ASSIGNED TASK =>
Within the records below, reproduce without change the lines from the line that has "point(394, 328)" through the line that has "point(535, 344)", and only those.
§
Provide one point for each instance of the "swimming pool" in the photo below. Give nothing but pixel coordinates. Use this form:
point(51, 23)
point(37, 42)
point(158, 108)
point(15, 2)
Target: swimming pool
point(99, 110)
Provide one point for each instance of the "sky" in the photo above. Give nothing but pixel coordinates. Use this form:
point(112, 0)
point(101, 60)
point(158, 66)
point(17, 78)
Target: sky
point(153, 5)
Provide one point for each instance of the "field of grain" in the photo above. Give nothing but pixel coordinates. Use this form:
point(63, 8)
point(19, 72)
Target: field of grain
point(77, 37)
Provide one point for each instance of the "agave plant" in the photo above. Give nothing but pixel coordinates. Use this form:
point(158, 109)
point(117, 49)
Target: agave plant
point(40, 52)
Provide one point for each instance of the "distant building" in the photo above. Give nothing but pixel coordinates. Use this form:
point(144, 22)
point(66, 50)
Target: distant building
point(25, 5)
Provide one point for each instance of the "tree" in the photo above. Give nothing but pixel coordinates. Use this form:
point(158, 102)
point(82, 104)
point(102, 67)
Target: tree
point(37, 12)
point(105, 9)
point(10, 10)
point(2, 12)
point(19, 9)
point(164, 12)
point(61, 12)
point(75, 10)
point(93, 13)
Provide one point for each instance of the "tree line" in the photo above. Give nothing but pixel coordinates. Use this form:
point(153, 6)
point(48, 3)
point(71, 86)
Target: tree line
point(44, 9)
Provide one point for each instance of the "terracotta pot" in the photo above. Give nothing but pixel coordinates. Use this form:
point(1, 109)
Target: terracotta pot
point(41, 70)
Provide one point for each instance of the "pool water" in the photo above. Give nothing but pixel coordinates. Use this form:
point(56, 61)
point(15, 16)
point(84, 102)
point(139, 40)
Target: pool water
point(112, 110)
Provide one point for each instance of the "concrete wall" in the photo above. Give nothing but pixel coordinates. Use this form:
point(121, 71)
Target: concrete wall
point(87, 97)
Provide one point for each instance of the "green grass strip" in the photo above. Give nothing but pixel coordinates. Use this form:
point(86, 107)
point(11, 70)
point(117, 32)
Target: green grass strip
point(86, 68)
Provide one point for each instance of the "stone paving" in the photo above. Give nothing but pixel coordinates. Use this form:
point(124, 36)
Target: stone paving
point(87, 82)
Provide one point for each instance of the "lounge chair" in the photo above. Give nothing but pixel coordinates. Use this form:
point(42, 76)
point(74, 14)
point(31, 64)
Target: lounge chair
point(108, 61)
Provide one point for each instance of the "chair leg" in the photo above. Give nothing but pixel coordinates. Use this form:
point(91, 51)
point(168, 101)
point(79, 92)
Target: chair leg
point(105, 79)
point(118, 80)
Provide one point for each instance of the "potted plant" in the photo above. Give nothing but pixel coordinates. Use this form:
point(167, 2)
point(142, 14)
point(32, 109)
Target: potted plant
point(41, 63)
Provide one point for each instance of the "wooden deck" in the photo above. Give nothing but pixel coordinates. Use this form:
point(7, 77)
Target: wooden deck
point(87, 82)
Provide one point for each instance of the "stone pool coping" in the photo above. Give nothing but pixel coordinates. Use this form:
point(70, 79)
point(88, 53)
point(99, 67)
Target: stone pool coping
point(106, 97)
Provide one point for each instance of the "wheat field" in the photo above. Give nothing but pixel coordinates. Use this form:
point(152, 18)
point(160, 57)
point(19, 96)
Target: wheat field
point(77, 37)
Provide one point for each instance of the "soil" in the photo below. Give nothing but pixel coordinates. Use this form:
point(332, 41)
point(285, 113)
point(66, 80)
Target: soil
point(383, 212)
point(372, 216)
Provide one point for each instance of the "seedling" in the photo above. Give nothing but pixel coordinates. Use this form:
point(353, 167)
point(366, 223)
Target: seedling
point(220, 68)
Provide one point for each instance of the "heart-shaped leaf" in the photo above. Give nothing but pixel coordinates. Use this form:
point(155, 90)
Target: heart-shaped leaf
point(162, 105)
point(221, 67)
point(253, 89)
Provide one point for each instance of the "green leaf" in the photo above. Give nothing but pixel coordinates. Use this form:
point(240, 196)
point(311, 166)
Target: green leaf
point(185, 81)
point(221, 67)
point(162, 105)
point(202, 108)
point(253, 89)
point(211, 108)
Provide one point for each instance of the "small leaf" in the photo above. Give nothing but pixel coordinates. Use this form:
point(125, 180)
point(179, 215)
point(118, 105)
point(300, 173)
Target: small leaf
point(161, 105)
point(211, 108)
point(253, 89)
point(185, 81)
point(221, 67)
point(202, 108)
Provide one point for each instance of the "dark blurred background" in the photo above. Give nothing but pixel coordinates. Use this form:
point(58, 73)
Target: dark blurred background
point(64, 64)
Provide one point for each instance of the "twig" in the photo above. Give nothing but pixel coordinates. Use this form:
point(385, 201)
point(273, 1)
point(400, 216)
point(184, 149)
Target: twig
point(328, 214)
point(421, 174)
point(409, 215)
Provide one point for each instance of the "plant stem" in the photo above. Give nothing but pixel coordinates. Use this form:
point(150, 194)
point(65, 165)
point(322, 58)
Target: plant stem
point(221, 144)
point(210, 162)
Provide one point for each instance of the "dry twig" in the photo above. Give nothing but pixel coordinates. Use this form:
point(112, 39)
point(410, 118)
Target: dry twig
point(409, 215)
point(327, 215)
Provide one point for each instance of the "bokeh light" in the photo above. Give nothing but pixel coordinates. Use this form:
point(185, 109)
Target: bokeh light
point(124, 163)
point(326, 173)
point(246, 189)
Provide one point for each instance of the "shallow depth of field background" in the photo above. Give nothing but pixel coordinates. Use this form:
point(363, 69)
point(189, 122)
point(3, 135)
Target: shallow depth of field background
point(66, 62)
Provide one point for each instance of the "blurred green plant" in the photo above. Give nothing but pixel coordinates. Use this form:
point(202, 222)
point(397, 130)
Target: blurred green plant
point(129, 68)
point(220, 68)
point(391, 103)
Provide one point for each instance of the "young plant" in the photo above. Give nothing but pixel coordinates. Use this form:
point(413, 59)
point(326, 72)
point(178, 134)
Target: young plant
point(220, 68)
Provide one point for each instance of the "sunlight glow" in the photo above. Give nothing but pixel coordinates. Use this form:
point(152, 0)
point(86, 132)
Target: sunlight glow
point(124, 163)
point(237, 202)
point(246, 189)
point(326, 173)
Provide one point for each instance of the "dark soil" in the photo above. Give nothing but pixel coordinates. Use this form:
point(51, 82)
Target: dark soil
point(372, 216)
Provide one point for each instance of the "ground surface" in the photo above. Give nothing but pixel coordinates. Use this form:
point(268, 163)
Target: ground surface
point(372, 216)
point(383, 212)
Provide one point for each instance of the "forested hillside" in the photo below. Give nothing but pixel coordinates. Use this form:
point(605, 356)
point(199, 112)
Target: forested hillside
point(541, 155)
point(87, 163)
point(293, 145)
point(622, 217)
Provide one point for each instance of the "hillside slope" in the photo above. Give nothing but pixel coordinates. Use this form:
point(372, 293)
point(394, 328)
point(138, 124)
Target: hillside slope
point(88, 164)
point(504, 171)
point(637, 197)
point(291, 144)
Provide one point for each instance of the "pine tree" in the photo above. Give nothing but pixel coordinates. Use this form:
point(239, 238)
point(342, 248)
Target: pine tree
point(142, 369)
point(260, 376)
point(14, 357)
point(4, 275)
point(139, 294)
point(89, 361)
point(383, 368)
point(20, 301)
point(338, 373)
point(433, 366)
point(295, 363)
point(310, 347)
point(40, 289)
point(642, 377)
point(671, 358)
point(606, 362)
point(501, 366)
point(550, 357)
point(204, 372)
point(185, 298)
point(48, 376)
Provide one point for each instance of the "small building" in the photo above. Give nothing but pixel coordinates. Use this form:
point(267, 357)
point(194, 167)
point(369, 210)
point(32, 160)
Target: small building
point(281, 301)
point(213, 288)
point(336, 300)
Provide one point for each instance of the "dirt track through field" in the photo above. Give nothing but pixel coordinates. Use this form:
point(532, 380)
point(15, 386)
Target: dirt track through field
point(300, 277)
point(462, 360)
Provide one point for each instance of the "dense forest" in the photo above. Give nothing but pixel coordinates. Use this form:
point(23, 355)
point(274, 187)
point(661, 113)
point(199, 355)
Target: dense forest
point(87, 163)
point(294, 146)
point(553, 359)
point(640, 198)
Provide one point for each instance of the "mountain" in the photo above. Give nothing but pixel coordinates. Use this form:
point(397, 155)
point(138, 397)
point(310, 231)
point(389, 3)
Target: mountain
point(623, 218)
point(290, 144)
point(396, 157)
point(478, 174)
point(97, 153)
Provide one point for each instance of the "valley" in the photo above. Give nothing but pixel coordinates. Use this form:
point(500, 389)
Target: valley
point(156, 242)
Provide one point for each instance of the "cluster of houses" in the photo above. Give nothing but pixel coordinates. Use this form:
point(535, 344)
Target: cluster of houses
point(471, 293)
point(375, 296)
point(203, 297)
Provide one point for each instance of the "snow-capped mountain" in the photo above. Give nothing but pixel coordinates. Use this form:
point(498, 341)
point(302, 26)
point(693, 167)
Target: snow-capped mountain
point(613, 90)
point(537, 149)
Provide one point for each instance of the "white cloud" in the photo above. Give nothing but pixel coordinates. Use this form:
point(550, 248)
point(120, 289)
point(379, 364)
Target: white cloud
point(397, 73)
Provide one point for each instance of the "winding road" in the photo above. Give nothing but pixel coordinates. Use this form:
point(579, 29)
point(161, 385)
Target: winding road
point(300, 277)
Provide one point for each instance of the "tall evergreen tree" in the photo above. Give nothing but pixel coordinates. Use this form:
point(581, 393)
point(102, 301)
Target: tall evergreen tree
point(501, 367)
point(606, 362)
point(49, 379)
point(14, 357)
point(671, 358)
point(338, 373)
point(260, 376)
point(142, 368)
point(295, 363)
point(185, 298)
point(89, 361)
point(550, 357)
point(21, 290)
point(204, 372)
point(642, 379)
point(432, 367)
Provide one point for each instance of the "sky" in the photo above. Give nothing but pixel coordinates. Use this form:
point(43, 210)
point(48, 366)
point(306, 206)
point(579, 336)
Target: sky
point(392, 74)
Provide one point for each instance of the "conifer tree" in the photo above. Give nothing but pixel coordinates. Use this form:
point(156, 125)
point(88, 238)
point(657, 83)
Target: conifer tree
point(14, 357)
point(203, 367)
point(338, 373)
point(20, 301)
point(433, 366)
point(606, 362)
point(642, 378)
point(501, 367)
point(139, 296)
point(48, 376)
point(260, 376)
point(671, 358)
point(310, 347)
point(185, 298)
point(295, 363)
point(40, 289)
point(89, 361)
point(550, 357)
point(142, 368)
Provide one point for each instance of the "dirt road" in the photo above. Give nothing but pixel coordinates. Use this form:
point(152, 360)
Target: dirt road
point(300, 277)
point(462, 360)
§
COMPLETED TASK =>
point(394, 328)
point(138, 124)
Target: hillside slope
point(88, 164)
point(504, 171)
point(637, 197)
point(291, 144)
Provide one point for each instance of the "pine tree" in the photo above. Give nothing but pixel coordinates. Use this form:
point(239, 238)
point(342, 248)
Target: pine tree
point(142, 369)
point(260, 376)
point(14, 357)
point(4, 275)
point(139, 294)
point(89, 361)
point(383, 368)
point(20, 301)
point(338, 373)
point(433, 366)
point(295, 363)
point(310, 347)
point(40, 289)
point(642, 377)
point(671, 358)
point(606, 362)
point(501, 366)
point(550, 357)
point(204, 372)
point(185, 298)
point(48, 376)
Provide one point for each instance of the "small building" in the photo above. Give nothing but pixel coordinates. Use this form:
point(267, 357)
point(194, 167)
point(369, 210)
point(32, 160)
Target: small building
point(281, 301)
point(213, 288)
point(336, 300)
Provide one point for each instance of the "dirt track through field" in the photo above. Give nothing but pixel coordinates. Use this form:
point(532, 380)
point(15, 386)
Target: dirt track through field
point(300, 277)
point(462, 360)
Provide one point for each instance of the "dense forest" in the photo above. Give nothing but pixel coordinates. Use this form:
point(23, 355)
point(274, 187)
point(661, 113)
point(199, 355)
Target: dense forest
point(87, 163)
point(294, 146)
point(553, 359)
point(640, 198)
Provide one point for each instance of the "mountain" in the photo above. Give nothing but pixel coordinates. Use this form:
point(397, 155)
point(138, 397)
point(310, 231)
point(389, 3)
Target: mountain
point(623, 218)
point(290, 144)
point(396, 157)
point(478, 174)
point(97, 153)
Provide one point for each instance of the "valley" in the photo above. Give nothing but pixel coordinates. Use this form:
point(500, 389)
Target: valley
point(156, 242)
Provide one point for each instance of the "cluster of houses" in the photo above. Give nothing but pixel coordinates. Use this form:
point(535, 344)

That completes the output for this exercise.